Supplied passage =>

begin

In contrast, in the debate over the post-2015 Sustainable Development Goals (SDGs), the nexus moved into the UN General Assembly, beginning with the 67th Session. Given the priority that developing country citizens (and governments) themselves give to economic growth, the latest draft of the SDGs includes the following formulation: “Goal 8: Promote sustained, inclusive, and sustainable economic growth, full and productive employment, and decent work for all,” which includes a numerical target of seven percent per annum for the least developed. Moreover, the post-2015 agenda is being defined with much higher aspirations across the board; for instance, the education goal now includes quality of learning in primary school, secondary school, technical and vocational training, and university. This makes the SDGs less of an exercise in mobilizing and prioritizing development assistance for donors, and more an articulation of broad goals of development. This can be understood as serving as the basis of raising four critical points that will serve as benchmarks for how development assistance trends will be affected in the period ahead.


Four Critical Benchmarks


The first point is higher standards. For quite some time, the rich countries have been engaged in a political process of attempting to establish “dollar a day” as a relevant poverty standard. This is in part to make development assistance more attractive to the developing country post-materialist coalition, pitching income gains as a means to reduce “extreme poverty.” But the “dollar a day” standard for poverty is below nearly all developing countries’ own national poverty lines—and most countries that have revised their poverty lines over time have raised them. So the “dollar a day” standard actually attempts to define development down, which creates tensions with the agenda of developing country citizens and their governments—let me underline that in no country do people limit their aspirations to simply rising above “dollar a day.” Whereas the MDGs (and many development organizations) focused only on the artificial and arbitrary “dollar a day” definition of “extreme” poverty, the draft SDGs include goals on national poverty targets.

The second point has to do with the ‘safeguards versus infrastructure’ debate. With any big infrastructure project—like a dam or a highway or a power plant—there is a need for a review of its impact on the natural environment, on those displaced by land acquisition, and on society in general. Every major infrastructure project has such risks, and adequate consideration of them is essential to decision-making. However, there are also risks in not moving ahead with infrastructure, as this leaves people less connected into a productive economy—without access to safe water, electrical power, decent transport, and so on. Developing country governments are more cognizant of both risks and potential damage from infrastructure of the wrong kind versus the damage from too little infrastructure. This is why organizations that have been more able to avoid the impositions of the rich Western country post-materialist coalition (e.g. CAF, the regional development banks) have been able to expand their funding of infrastructure dramatically. This is also why countries are creating their own mechanisms for financing infrastructure. Yet any attempts at changes in “safeguards” policies in rich country-controlled organizations like the World Bank are resisted fiercely.

end

Stored data =>
begin

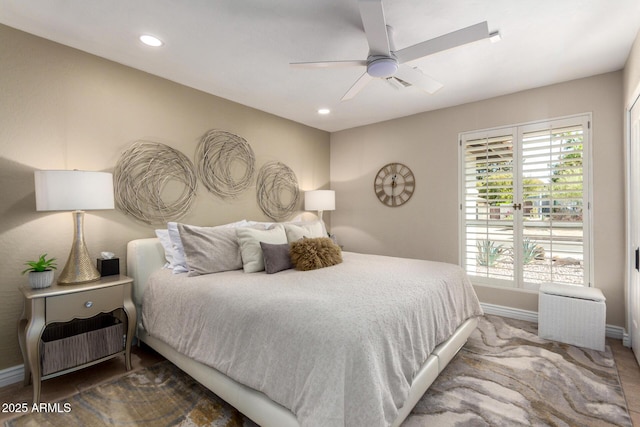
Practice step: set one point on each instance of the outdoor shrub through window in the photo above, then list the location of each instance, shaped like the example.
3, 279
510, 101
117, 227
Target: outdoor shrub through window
525, 204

end

Please say whether each statement agrees with the development assistance passage, answering yes or no and quoting the words that decide it: (a) The draft SDG on economic growth sets a numerical target of seven percent per annum for the least developed. (b) The "dollar a day" standard sits above most developing countries' own national poverty lines. (c) Attempts to change "safeguards" policies at the World Bank meet little resistance.

(a) Yes: "which includes a numerical target of seven percent per annum for the least developed."
(b) No: "the “dollar a day” standard for poverty is below nearly all developing countries’ own national poverty lines"
(c) No: "Yet any attempts at changes in “safeguards” policies in rich country-controlled organizations like the World Bank are resisted fiercely."